[What needs to be done]: Repeat all of the material exactly as given.

[Rows from a dataset]
◆ ◆ ◆ ◆ ◆ ◆ ◆

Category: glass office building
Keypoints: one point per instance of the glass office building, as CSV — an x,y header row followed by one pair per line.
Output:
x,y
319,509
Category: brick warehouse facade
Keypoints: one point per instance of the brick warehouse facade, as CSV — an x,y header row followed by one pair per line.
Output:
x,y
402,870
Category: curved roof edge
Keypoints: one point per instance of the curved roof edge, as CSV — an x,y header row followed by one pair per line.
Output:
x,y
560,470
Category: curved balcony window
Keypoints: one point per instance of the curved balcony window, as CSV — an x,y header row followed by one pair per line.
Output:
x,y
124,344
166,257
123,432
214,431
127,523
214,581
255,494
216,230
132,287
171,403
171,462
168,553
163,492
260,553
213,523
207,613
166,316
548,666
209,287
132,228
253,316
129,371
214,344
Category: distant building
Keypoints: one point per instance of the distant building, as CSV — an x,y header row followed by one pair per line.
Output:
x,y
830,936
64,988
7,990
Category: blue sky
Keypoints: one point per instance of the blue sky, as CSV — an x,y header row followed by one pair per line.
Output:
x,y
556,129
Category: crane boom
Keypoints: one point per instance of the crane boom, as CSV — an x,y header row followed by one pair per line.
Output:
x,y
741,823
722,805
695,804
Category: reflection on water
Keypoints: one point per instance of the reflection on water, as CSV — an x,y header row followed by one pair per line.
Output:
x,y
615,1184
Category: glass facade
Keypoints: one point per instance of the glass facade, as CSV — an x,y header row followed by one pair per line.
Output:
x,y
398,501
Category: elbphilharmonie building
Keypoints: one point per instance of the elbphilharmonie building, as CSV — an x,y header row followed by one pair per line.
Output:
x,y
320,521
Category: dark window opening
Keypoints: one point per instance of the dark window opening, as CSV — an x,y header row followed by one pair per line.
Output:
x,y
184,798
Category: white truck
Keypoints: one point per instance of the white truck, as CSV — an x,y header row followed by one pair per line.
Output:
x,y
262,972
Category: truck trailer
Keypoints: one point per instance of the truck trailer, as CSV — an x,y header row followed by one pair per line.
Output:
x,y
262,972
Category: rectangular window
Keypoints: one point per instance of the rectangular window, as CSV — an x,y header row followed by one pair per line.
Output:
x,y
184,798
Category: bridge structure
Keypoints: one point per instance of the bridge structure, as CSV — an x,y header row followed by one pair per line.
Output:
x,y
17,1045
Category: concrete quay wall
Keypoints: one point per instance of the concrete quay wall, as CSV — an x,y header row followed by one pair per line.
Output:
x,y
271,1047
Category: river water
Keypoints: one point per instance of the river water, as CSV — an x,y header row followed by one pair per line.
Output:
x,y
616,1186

◆ ◆ ◆ ◆ ◆ ◆ ◆

[Output]:
Category: glass office building
Keypoints: one point per instance of the glass office building, as CSV — an x,y header row followed by one pair per line.
Output:
x,y
319,509
Category: brick warehouse facade
Keypoints: one point per instance of the brick warehouse facade, as CSV — an x,y header row followed by one pair per line.
Output:
x,y
402,870
Category: curved roof edge
Keypoints: one point per instance of the curved roof edge, as CSV — an x,y header row followed by one pair per line.
Output:
x,y
560,470
Category: curved balcony window
Keypoints: one point per instance of the curved balcony window, as CSV — an x,y header row followed by one pair per line.
Output:
x,y
124,344
166,257
123,432
214,431
127,523
214,581
255,494
216,230
132,287
171,403
171,462
168,553
163,492
260,553
213,523
207,613
166,316
548,666
209,287
132,228
253,316
129,371
214,344
Category: distant building
Keypoints: one point per instance of the distant building, as CSV — an x,y header row followed by one pair per line.
Output:
x,y
830,936
64,988
7,990
Category: blue sky
Keypoints: one point per instance of the blue sky, as CSV — an x,y header row followed by one pair per line.
Output:
x,y
556,129
Category: crane boom
Keypoints: one point per instance of the crane boom, as CSV — an x,y header row followed by one pair per line.
Output:
x,y
741,823
722,805
695,804
Category: reflection on water
Keypoints: one point per instance of the reflection on water, as CSV — an x,y header row followed by one pair per line.
Output:
x,y
615,1184
Category: glass facade
Keypoints: one point per instance of the glass facade, as CSV — an x,y header row followed by one pair per line.
Output:
x,y
398,501
Category: elbphilharmonie building
Keypoints: one point per instance of the elbphilharmonie building, as CSV — an x,y header row followed by one pair per line.
Output:
x,y
320,521
Category: dark window opening
Keypoints: one point per instance of the dark window opening, as CSV — an x,y header row followed by one pair per line.
Output:
x,y
184,798
Category: white truck
Keypoints: one point per instance of the white truck, as CSV — an x,y header row followed by one pair per line.
Output:
x,y
262,972
Category: truck trailer
Keypoints: one point per instance of the truck trailer, as CSV — an x,y header row followed by one pair per line.
Output:
x,y
262,972
Category: rectangular window
Keypoints: one point per instance of the rectangular window, as CSV — an x,y header row followed by one pair per line.
Output:
x,y
184,798
Category: bridge structure
Keypoints: one point per instance of the bridge structure, as CSV — an x,y header row followed by one pair per line.
Output:
x,y
17,1045
Category: concrete quay wall
Keypoints: one point per instance of the concrete quay wall, as CSV — an x,y header row followed by one pair per line.
Output:
x,y
271,1047
Category: river water
Keypoints: one point per instance of the river water, as CSV — an x,y header row followed by one pair per line.
Output:
x,y
616,1186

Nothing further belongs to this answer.